From the article on John Maine's shoulder surgery, copy out everything from "When doctors shaved" down to "throwing in December.", swapping "doctors" for "surgeons".
BEGIN Text provided
MLB

MAINE OPTIMISTIC AFTER SURGERY

As much as the Mets would have liked to use John Maine down the stretch, it appears then interim manager Jerry Manuel made the right decision by keeping his 27-year-old righty off the mound as the season went up in September smoke again.

When doctors shaved the bone spur on Maine’s shoulder on Sept. 30, they were stunned at the size of it.

“They told me it was the biggest one they’d ever removed, the biggest one they’d ever seen,” Maine said on Mets.com today. “They couldn’t believe I could throw with that in there.”

The surgery was a success and Maine can resume throwing in December.

“I feel great. I feel like I want to start throwing now,” Maine said. “That’s what I wanted to hear. So now I can be ready.”

Maine wanted to bring the spur home with him, but because they shaved it, as opposed to removing it, that was not an option. And if you have to have a bone spur …

“It might as well have been the biggest,” Maine said. “I don’t know exactly how big it was. I wanted them to save it for me. But they shaved it, they didn’t just cut it off. So I can’t tell. Now I just say it was the size of a softball”

Maine went on the disabled list on Aug. 4 with what was called a strained right rotator cuff. He returned to make three starts in August, with his final one coming on Aug. 23.

“Something’s going to have to be done,” Maine said then about having offseason surgery.

He returned to the DL on Aug. 25 and returned to the team on Sept. 24, but did not pitch again.
END Text provided
BEGIN Records shown
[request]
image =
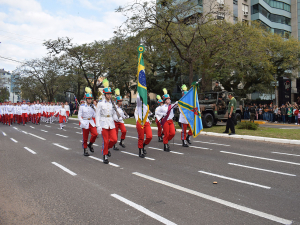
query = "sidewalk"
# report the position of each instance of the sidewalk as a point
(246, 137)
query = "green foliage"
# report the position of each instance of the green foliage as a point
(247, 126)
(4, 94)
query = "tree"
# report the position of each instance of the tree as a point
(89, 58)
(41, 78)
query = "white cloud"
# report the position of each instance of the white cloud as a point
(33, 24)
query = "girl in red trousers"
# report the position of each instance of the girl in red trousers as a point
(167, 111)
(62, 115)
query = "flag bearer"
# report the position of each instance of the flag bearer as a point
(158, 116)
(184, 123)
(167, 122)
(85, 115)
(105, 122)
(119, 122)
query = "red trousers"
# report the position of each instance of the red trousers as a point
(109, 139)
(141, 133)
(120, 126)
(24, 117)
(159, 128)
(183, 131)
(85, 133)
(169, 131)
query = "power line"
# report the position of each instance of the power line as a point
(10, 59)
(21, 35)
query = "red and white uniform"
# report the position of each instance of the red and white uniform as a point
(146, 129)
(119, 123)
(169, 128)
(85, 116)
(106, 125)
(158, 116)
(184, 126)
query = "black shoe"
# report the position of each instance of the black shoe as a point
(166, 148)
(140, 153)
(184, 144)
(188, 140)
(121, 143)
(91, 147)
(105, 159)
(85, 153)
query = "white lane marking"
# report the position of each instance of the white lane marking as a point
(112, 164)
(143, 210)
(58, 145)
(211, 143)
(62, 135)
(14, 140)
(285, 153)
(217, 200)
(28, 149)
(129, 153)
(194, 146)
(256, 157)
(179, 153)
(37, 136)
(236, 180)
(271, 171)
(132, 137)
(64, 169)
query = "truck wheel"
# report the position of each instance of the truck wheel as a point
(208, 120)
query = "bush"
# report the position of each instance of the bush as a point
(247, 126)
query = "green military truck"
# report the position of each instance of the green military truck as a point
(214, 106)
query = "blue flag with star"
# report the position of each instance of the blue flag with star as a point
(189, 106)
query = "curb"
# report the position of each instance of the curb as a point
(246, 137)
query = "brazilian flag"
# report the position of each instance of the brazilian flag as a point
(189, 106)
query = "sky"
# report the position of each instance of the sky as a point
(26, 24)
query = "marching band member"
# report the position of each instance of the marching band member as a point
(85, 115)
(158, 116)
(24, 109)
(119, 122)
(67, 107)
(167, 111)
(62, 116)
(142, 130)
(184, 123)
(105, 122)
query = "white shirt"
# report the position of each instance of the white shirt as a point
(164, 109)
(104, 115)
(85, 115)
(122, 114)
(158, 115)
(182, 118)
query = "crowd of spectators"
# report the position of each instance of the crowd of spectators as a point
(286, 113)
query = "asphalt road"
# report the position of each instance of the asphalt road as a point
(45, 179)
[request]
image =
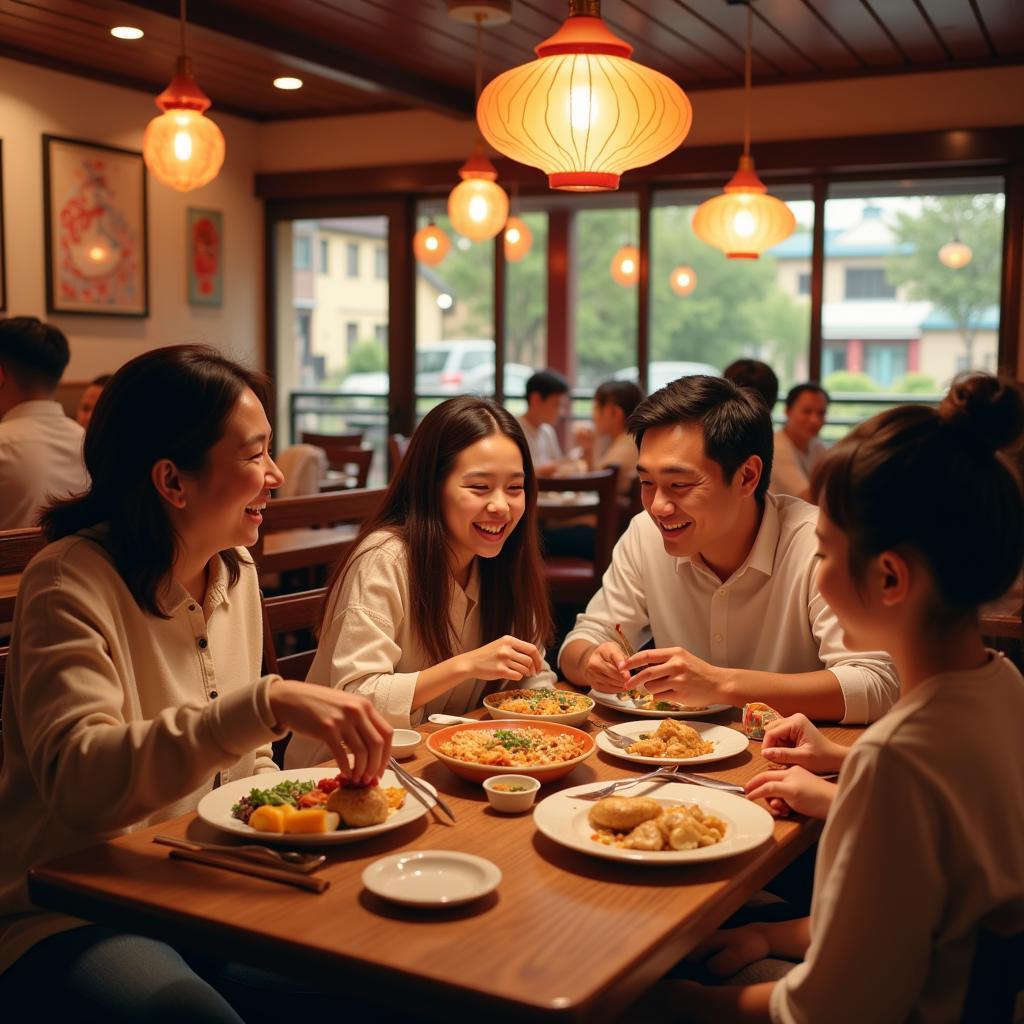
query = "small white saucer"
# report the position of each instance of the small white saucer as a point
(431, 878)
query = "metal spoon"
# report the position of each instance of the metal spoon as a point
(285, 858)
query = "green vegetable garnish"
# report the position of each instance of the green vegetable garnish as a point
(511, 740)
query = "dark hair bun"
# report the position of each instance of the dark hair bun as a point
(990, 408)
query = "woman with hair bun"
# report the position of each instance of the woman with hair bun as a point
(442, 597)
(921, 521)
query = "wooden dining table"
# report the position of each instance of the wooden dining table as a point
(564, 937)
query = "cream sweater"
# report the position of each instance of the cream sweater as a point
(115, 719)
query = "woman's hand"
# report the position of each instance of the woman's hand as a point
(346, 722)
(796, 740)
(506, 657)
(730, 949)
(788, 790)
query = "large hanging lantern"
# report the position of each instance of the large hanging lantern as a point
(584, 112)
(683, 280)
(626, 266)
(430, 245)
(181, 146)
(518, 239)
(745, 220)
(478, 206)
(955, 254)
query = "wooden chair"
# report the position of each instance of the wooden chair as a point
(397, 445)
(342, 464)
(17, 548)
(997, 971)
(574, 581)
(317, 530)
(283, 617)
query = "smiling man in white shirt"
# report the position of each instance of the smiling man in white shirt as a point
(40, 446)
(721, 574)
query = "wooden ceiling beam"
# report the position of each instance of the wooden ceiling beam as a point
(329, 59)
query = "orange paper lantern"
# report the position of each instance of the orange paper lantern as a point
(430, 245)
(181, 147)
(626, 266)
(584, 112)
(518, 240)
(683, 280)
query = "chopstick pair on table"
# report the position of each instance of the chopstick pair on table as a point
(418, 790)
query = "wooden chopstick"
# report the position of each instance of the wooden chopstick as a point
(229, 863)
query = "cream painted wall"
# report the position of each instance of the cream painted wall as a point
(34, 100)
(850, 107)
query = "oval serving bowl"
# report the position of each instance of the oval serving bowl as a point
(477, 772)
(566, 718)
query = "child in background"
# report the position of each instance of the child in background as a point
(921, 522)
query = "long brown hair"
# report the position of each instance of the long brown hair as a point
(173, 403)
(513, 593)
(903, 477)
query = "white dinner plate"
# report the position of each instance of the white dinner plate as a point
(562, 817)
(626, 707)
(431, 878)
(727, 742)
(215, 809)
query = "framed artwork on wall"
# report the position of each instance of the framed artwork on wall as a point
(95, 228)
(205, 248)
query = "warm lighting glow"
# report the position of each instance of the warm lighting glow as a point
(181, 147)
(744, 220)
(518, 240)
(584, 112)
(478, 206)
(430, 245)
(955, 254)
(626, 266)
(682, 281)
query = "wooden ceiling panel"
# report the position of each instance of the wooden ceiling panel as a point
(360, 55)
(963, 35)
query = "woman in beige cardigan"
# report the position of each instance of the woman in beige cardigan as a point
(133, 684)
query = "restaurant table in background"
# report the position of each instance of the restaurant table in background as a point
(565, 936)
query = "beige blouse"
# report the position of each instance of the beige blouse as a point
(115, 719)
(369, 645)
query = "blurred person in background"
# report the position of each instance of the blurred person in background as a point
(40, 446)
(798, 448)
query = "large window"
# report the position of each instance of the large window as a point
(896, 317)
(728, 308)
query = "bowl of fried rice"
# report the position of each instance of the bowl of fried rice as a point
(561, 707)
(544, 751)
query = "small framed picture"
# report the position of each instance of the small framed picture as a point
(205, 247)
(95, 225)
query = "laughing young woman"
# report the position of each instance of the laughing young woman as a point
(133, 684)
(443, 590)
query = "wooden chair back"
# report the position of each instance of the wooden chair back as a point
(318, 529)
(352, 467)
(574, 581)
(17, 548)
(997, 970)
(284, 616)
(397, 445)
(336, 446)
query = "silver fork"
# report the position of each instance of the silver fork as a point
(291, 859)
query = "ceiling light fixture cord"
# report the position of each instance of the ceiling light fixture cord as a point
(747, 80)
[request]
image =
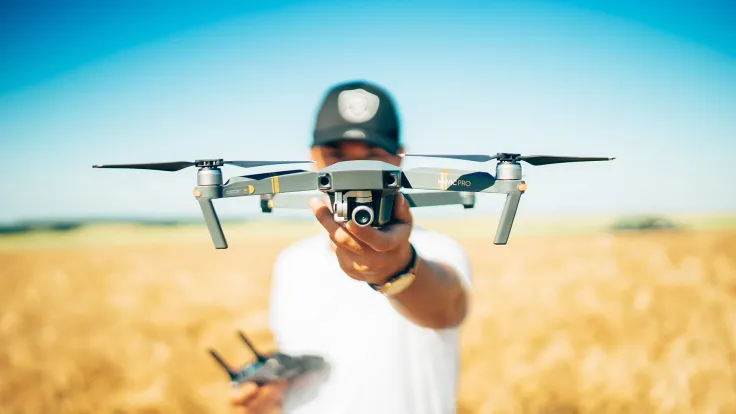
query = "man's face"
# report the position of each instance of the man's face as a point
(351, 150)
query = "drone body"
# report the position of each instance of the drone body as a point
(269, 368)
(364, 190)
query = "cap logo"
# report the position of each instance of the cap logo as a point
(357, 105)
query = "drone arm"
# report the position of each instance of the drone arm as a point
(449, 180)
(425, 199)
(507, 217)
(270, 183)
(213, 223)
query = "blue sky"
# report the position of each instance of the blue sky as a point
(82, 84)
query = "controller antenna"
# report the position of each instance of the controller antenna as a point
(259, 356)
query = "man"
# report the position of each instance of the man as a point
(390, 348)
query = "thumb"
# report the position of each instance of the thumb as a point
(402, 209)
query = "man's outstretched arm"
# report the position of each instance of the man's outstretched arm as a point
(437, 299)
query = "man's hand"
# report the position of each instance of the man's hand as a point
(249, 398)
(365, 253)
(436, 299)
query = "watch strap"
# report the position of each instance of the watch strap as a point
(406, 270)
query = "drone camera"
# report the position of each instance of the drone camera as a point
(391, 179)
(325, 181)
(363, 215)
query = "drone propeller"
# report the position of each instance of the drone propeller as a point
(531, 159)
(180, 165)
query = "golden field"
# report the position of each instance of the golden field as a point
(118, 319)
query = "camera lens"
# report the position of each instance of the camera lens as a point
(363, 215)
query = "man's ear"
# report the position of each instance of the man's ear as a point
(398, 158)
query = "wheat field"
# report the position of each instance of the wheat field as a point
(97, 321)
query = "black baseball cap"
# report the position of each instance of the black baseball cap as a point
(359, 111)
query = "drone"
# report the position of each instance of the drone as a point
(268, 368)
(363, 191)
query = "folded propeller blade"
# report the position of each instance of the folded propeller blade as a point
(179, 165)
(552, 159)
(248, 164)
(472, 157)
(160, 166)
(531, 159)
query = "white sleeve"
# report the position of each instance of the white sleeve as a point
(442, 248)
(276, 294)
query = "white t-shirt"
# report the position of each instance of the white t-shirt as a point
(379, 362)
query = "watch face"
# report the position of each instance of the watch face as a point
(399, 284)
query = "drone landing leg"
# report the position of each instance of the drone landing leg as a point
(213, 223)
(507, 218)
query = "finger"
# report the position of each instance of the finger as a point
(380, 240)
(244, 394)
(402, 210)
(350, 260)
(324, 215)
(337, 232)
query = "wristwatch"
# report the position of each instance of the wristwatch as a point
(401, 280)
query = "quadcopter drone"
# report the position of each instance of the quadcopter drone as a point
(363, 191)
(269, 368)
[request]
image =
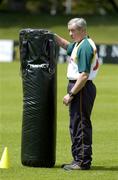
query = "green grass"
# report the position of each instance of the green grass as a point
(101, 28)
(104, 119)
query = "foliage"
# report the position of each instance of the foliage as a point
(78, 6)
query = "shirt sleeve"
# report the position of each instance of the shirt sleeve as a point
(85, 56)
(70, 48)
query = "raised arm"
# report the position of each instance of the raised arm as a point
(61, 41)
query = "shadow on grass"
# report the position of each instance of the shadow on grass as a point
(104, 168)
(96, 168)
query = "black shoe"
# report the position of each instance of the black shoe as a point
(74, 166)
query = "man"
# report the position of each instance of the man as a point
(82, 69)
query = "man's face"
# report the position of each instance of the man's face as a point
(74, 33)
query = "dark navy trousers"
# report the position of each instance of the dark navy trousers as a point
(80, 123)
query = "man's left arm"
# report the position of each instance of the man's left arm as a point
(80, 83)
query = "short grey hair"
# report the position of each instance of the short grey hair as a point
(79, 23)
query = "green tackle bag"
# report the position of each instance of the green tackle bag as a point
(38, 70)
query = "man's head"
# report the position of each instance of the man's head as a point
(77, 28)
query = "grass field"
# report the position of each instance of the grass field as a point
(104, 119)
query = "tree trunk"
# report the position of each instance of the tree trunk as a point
END Records shown
__Response below__:
When surgeons shaved the bone spur on Maine’s shoulder on Sept. 30, they were stunned at the size of it.

“They told me it was the biggest one they’d ever removed, the biggest one they’d ever seen,” Maine said on Mets.com today. “They couldn’t believe I could throw with that in there.”

The surgery was a success and Maine can resume throwing in December.